PROBLEM DESCRIPTION —
Your answer should repeat exactly the line containing "in: indicate the rear bumper, one point each." and all lines after it through the end of the material below, with no other text.

==== DATA FOR ANALYSIS

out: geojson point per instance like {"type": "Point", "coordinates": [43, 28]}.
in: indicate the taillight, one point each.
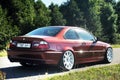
{"type": "Point", "coordinates": [12, 43]}
{"type": "Point", "coordinates": [41, 45]}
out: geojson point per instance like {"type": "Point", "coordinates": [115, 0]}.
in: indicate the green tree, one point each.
{"type": "Point", "coordinates": [72, 14]}
{"type": "Point", "coordinates": [91, 10]}
{"type": "Point", "coordinates": [21, 13]}
{"type": "Point", "coordinates": [117, 7]}
{"type": "Point", "coordinates": [6, 30]}
{"type": "Point", "coordinates": [42, 17]}
{"type": "Point", "coordinates": [108, 20]}
{"type": "Point", "coordinates": [56, 16]}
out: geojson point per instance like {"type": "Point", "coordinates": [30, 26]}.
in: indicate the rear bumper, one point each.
{"type": "Point", "coordinates": [47, 57]}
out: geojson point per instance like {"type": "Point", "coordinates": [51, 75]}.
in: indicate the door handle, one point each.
{"type": "Point", "coordinates": [83, 44]}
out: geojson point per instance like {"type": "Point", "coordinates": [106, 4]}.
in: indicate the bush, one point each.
{"type": "Point", "coordinates": [2, 75]}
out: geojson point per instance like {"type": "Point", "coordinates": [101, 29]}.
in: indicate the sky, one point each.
{"type": "Point", "coordinates": [48, 2]}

========

OUTPUT OF THE TASK —
in: indicate the rear bumper, one point each.
{"type": "Point", "coordinates": [47, 57]}
out: geojson point per instance like {"type": "Point", "coordinates": [51, 75]}.
in: indicate the door handle, one point each.
{"type": "Point", "coordinates": [83, 44]}
out: geojson point per instance like {"type": "Point", "coordinates": [106, 4]}.
in: indicate the bush, one point each.
{"type": "Point", "coordinates": [2, 75]}
out: geojson point per instance like {"type": "Point", "coordinates": [101, 29]}.
in: indicate the sky, one point each.
{"type": "Point", "coordinates": [48, 2]}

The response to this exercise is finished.